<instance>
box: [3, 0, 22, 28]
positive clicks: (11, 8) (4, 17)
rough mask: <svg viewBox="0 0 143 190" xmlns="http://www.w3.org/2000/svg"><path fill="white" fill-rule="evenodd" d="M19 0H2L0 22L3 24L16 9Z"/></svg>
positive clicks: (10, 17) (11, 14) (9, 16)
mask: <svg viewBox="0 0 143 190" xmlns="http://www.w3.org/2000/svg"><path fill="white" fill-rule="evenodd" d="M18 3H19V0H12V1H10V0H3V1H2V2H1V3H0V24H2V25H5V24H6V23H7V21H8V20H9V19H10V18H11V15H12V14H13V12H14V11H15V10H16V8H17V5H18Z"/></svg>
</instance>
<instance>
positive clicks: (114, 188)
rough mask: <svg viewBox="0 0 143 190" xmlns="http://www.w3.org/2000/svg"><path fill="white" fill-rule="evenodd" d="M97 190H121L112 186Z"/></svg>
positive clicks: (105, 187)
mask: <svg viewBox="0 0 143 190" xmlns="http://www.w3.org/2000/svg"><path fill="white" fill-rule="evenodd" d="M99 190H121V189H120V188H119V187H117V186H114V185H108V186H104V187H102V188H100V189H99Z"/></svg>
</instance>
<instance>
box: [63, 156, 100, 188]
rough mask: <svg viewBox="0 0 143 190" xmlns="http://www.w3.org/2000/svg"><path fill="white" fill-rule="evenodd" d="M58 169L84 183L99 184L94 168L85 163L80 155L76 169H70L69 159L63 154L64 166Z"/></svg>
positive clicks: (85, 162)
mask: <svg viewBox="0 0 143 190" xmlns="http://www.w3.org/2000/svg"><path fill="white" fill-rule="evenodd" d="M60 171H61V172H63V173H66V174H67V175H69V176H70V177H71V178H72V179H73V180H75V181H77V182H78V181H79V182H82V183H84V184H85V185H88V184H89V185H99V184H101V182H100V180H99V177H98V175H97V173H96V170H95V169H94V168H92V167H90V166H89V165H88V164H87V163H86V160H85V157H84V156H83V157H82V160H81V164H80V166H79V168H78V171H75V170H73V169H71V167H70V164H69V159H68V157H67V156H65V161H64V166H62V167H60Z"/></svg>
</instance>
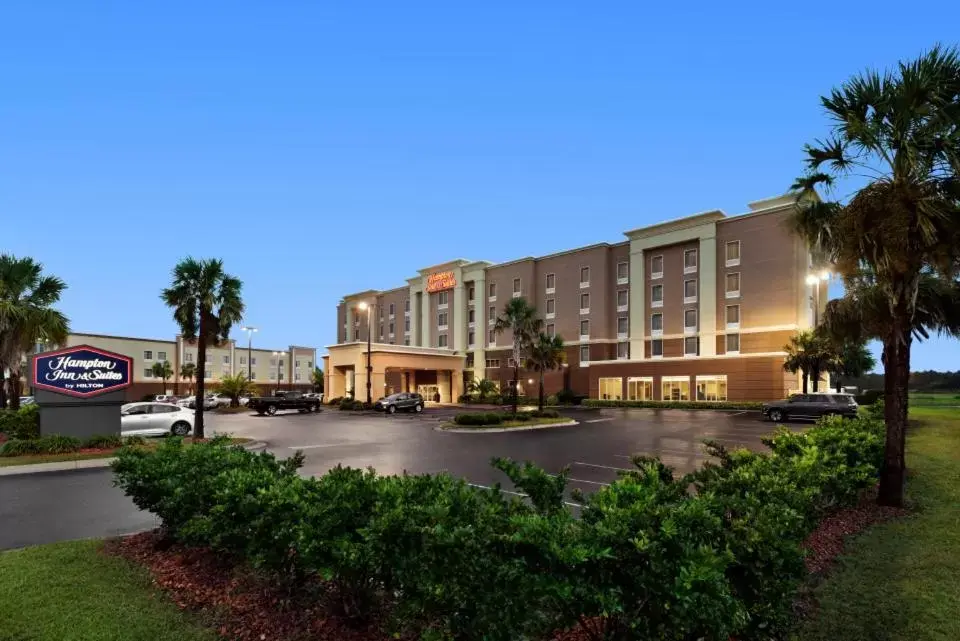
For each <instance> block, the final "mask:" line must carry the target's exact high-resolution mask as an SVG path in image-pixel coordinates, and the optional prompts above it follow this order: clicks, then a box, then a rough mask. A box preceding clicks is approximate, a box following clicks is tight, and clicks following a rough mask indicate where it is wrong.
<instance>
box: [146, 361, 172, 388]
mask: <svg viewBox="0 0 960 641" xmlns="http://www.w3.org/2000/svg"><path fill="white" fill-rule="evenodd" d="M150 371H151V372H152V373H153V376H154V377H155V378H162V379H163V393H164V394H166V393H167V379H168V378H170V377H172V376H173V367H171V366H170V361H163V362H162V363H154V364H153V367H151V368H150Z"/></svg>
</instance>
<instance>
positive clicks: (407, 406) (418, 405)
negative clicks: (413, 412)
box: [373, 392, 423, 414]
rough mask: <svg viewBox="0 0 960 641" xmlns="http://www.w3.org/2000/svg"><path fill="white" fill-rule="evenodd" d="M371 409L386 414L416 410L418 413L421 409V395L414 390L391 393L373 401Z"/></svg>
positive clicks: (391, 413)
mask: <svg viewBox="0 0 960 641" xmlns="http://www.w3.org/2000/svg"><path fill="white" fill-rule="evenodd" d="M373 409H375V410H377V411H378V412H386V413H387V414H394V413H396V412H417V413H418V414H419V413H420V412H422V411H423V397H422V396H420V395H419V394H417V393H415V392H400V393H399V394H391V395H390V396H385V397H384V398H381V399H380V400H378V401H377V402H376V403H374V404H373Z"/></svg>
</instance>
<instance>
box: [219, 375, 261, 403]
mask: <svg viewBox="0 0 960 641" xmlns="http://www.w3.org/2000/svg"><path fill="white" fill-rule="evenodd" d="M253 388H254V386H253V383H251V382H250V378H249V377H248V376H247V373H246V372H237V373H236V374H234V375H233V376H224V377H223V378H221V379H220V393H221V394H225V395H227V396H229V397H230V407H240V397H241V396H247V395H249V394H250V393H251V392H252V390H253Z"/></svg>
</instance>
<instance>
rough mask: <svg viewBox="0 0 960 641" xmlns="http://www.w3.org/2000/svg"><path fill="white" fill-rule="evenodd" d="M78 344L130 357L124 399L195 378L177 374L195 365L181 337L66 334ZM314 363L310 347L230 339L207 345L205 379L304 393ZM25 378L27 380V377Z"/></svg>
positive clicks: (138, 397) (311, 378)
mask: <svg viewBox="0 0 960 641" xmlns="http://www.w3.org/2000/svg"><path fill="white" fill-rule="evenodd" d="M77 345H91V346H93V347H98V348H100V349H103V350H106V351H109V352H114V353H117V354H123V355H124V356H128V357H129V358H131V359H133V384H132V385H131V386H130V387H128V388H127V390H126V394H127V400H130V401H139V400H140V399H141V398H143V397H144V396H145V395H147V394H181V395H186V394H188V393H190V392H191V391H192V390H193V387H194V384H195V381H196V377H194V379H193V380H190V379H186V378H183V377H181V376H180V371H181V367H182V366H183V365H185V364H187V363H194V366H196V363H197V345H196V341H188V340H185V339H184V338H183V337H182V336H176V337H174V338H173V339H172V340H164V339H153V338H132V337H129V336H107V335H103V334H70V335H69V336H68V337H67V342H66V343H65V344H64V345H63V346H64V347H75V346H77ZM281 352H282V353H281ZM164 361H166V362H168V363H170V368H171V369H172V370H173V376H172V377H170V378H169V379H167V381H166V384H164V381H163V380H162V379H161V378H160V377H157V376H154V374H153V371H152V370H153V366H154V364H155V363H163V362H164ZM316 362H317V350H316V349H315V348H313V347H301V346H299V345H290V346H289V347H287V348H285V349H278V350H269V349H250V350H248V349H247V345H245V344H239V345H238V344H237V342H236V341H234V340H229V341H227V342H225V343H220V344H217V345H210V346H208V348H207V360H206V376H204V381H205V382H206V383H207V384H208V385H210V384H215V383H217V381H219V380H220V379H221V378H223V377H224V376H229V375H232V374H236V373H239V372H244V373H247V374H248V375H249V376H250V379H251V380H252V381H253V382H254V384H256V385H257V386H259V387H260V388H261V390H262V391H264V392H268V393H269V392H272V391H273V390H276V389H283V390H288V389H297V390H302V391H307V390H310V389H312V387H313V385H312V382H311V381H312V374H313V369H314V367H315V364H316ZM27 380H28V381H29V380H30V377H29V376H27ZM211 391H212V390H211Z"/></svg>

> Try it: Please reproduce every entry above exactly, but leave out the pictures.

> Completed exercise:
<instance>
box: [3, 0, 22, 28]
positive clicks: (11, 8) (4, 17)
rough mask: <svg viewBox="0 0 143 190" xmlns="http://www.w3.org/2000/svg"><path fill="white" fill-rule="evenodd" d="M19 0H2L0 22L3 24L16 9Z"/></svg>
positive clicks: (10, 17) (11, 14) (9, 16)
mask: <svg viewBox="0 0 143 190" xmlns="http://www.w3.org/2000/svg"><path fill="white" fill-rule="evenodd" d="M18 3H19V0H12V1H10V0H3V1H2V2H1V3H0V24H2V25H5V24H6V23H7V21H8V20H9V19H10V18H11V15H12V14H13V12H14V11H15V10H16V8H17V5H18Z"/></svg>
</instance>
<instance>
positive clicks: (114, 188)
rough mask: <svg viewBox="0 0 143 190" xmlns="http://www.w3.org/2000/svg"><path fill="white" fill-rule="evenodd" d="M97 190H121L112 186Z"/></svg>
positive clicks: (105, 187)
mask: <svg viewBox="0 0 143 190" xmlns="http://www.w3.org/2000/svg"><path fill="white" fill-rule="evenodd" d="M99 190H121V189H120V188H119V187H117V186H114V185H108V186H104V187H102V188H100V189H99Z"/></svg>
</instance>
<instance>
box: [63, 156, 100, 188]
rough mask: <svg viewBox="0 0 143 190" xmlns="http://www.w3.org/2000/svg"><path fill="white" fill-rule="evenodd" d="M58 169L84 183L99 184L94 168L85 163L80 155L76 169H70L69 159L63 154L64 166Z"/></svg>
positive clicks: (85, 162)
mask: <svg viewBox="0 0 143 190" xmlns="http://www.w3.org/2000/svg"><path fill="white" fill-rule="evenodd" d="M60 171H61V172H63V173H66V174H67V175H69V176H70V177H71V178H72V179H73V180H75V181H77V182H78V181H79V182H82V183H84V184H85V185H88V184H89V185H99V184H101V182H100V180H99V177H98V175H97V173H96V170H95V169H94V168H92V167H90V166H89V165H88V164H87V163H86V160H85V157H84V156H83V157H82V160H81V164H80V166H79V168H78V171H75V170H73V169H71V167H70V164H69V159H68V157H67V156H65V161H64V166H62V167H60Z"/></svg>
</instance>
For each <instance> block, the final "mask:" line must carry the target's exact high-resolution mask as an SVG path in image-pixel coordinates, and the optional prompts above it follow this order: clicks, then a box, then a rough mask. A box preceding clicks is approximate, a box following clicks is tight, and clicks following a rough mask indicate where it is wrong.
<instance>
box: [146, 361, 172, 388]
mask: <svg viewBox="0 0 960 641" xmlns="http://www.w3.org/2000/svg"><path fill="white" fill-rule="evenodd" d="M150 371H151V372H152V373H153V376H154V377H155V378H162V379H163V393H164V394H166V393H167V379H168V378H170V377H172V376H173V367H171V366H170V361H163V362H162V363H154V364H153V367H151V368H150Z"/></svg>
</instance>
<instance>
positive clicks: (407, 406) (418, 405)
negative clicks: (413, 412)
box: [373, 392, 423, 414]
rough mask: <svg viewBox="0 0 960 641" xmlns="http://www.w3.org/2000/svg"><path fill="white" fill-rule="evenodd" d="M371 409L386 414L416 410L418 413L421 409V395L414 390L391 393L373 401Z"/></svg>
positive clicks: (391, 413)
mask: <svg viewBox="0 0 960 641" xmlns="http://www.w3.org/2000/svg"><path fill="white" fill-rule="evenodd" d="M373 409H375V410H377V411H378V412H386V413H387V414H394V413H396V412H417V413H418V414H419V413H420V412H422V411H423V397H422V396H420V395H419V394H417V393H415V392H400V393H399V394H391V395H390V396H385V397H384V398H381V399H380V400H378V401H377V402H376V403H374V404H373Z"/></svg>
</instance>
<instance>
box: [219, 375, 261, 403]
mask: <svg viewBox="0 0 960 641" xmlns="http://www.w3.org/2000/svg"><path fill="white" fill-rule="evenodd" d="M253 388H254V386H253V383H251V382H250V378H249V377H248V376H247V373H246V372H237V373H236V374H234V375H233V376H224V377H223V378H221V379H220V393H221V394H225V395H227V396H229V397H230V407H240V397H241V396H247V395H249V394H250V393H251V392H252V390H253Z"/></svg>
</instance>
<instance>
rough mask: <svg viewBox="0 0 960 641" xmlns="http://www.w3.org/2000/svg"><path fill="white" fill-rule="evenodd" d="M78 344L130 357L124 399L195 378L177 374L195 365L181 337L66 334ZM314 363L310 347L230 339L207 345L205 379L304 393ZM25 378L27 380V377Z"/></svg>
positive clicks: (138, 397) (311, 378)
mask: <svg viewBox="0 0 960 641" xmlns="http://www.w3.org/2000/svg"><path fill="white" fill-rule="evenodd" d="M77 345H91V346H93V347H98V348H100V349H103V350H106V351H109V352H114V353H117V354H123V355H124V356H128V357H129V358H131V359H133V384H132V385H131V386H130V387H128V388H127V390H126V394H127V400H130V401H139V400H140V399H141V398H143V397H144V396H145V395H147V394H181V395H186V394H188V393H190V392H191V391H192V390H193V387H194V384H195V381H196V377H194V379H193V380H190V379H186V378H183V377H181V376H180V371H181V367H182V366H183V365H185V364H187V363H194V366H196V363H197V345H196V341H188V340H185V339H184V338H183V337H182V336H176V337H174V338H173V339H172V340H164V339H153V338H132V337H129V336H107V335H103V334H70V335H69V336H68V337H67V342H66V343H65V344H64V345H63V346H64V347H75V346H77ZM281 352H282V353H281ZM164 361H166V362H168V363H170V368H171V369H172V370H173V376H172V377H170V378H169V379H167V381H166V384H164V381H163V380H162V379H161V378H160V377H157V376H154V374H153V371H152V370H153V366H154V364H155V363H163V362H164ZM316 362H317V350H316V349H315V348H313V347H301V346H299V345H290V346H289V347H287V348H285V349H278V350H269V349H250V350H248V349H247V345H245V344H239V345H238V344H237V342H236V341H234V340H229V341H227V342H225V343H220V344H217V345H210V346H208V348H207V360H206V376H204V381H205V382H206V383H207V384H208V385H210V384H215V383H217V381H219V380H220V379H221V378H223V377H224V376H229V375H232V374H236V373H239V372H244V373H247V374H248V375H249V376H250V379H251V380H252V381H253V382H254V384H256V385H257V386H259V387H260V388H261V390H262V391H264V392H268V393H269V392H272V391H273V390H276V389H283V390H288V389H297V390H302V391H307V390H310V389H312V387H313V385H312V382H311V381H312V374H313V369H314V367H315V364H316ZM27 380H28V381H29V380H30V377H29V376H27ZM211 391H212V390H211Z"/></svg>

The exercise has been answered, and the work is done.